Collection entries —
§ §
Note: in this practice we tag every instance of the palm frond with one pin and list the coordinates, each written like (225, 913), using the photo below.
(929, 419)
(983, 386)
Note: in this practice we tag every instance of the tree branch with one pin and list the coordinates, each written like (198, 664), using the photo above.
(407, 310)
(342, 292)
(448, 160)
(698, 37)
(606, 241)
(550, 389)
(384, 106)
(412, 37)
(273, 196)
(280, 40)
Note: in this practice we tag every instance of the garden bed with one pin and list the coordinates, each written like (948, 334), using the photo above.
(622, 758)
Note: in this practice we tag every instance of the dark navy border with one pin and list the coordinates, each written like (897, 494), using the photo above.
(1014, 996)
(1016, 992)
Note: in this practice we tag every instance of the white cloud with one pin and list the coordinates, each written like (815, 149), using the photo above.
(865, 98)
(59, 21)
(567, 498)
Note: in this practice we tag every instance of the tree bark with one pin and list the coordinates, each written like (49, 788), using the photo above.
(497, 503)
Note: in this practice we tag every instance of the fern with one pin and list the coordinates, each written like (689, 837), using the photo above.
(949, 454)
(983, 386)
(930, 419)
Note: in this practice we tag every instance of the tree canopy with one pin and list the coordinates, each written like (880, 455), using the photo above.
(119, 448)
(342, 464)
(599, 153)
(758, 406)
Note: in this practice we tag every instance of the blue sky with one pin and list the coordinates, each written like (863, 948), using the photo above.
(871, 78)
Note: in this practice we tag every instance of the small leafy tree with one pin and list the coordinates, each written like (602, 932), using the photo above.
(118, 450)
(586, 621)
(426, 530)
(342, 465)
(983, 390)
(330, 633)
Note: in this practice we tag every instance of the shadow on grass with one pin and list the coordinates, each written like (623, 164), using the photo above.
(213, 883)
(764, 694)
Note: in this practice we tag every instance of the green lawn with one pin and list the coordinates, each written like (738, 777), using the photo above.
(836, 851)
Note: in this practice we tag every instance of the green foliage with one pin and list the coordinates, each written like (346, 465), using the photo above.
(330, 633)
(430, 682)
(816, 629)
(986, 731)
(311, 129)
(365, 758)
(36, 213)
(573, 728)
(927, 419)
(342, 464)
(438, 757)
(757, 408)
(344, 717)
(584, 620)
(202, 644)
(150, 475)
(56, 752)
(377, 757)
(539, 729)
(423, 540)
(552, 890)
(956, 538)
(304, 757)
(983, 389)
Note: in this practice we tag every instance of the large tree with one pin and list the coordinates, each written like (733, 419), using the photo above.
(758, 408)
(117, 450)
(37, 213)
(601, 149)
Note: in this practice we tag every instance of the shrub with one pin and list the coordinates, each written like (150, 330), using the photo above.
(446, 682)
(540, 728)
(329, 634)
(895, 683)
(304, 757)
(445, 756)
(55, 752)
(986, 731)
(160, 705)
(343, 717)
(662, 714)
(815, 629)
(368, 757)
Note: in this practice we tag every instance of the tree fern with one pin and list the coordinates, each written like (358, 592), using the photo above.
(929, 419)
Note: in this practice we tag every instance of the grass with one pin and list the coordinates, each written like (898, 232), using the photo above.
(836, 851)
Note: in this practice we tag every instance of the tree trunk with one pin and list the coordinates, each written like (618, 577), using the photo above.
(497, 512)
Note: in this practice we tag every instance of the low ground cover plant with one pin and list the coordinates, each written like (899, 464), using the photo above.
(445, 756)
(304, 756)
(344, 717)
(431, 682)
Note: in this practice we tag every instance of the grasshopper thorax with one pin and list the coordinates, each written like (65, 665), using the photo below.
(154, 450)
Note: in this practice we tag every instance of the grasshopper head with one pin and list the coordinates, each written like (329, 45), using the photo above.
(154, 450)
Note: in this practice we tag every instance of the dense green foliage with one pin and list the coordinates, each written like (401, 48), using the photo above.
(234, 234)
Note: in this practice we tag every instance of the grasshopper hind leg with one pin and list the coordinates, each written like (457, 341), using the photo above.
§ §
SHORT TASK — Begin at the line containing "577), using the photo above." and reproduce each line through the end of the records above.

SOLUTION TO THIS EXERCISE —
Note: in this practice we tag every instance of the tree trunk with one pin and list the coordinates, each written like (618, 577), using the photo above.
(497, 512)
Note: in this practice we tag every instance of the low ground cover plant with one pin and list the coordinates, each written like (899, 464), using the photo above.
(445, 756)
(304, 756)
(344, 717)
(431, 682)
Note: in this practice we tag every instance of the grasshopper thorax with one pin and list the coordinates, each written like (65, 665), using the photo below.
(154, 450)
Note: in this practice we tag every instance of the grasshopper head with one pin and list the coordinates, each written like (329, 45), using the photo above.
(154, 450)
Note: in this practice we tag every instance of the dense green foliage with one pin and list the coordinates, each written like (401, 48), using the photo above.
(234, 234)
Note: in this practice we tag every instance of the grasshopper hind leg with one pin and list the coordinates, each written like (457, 341), using the photo above.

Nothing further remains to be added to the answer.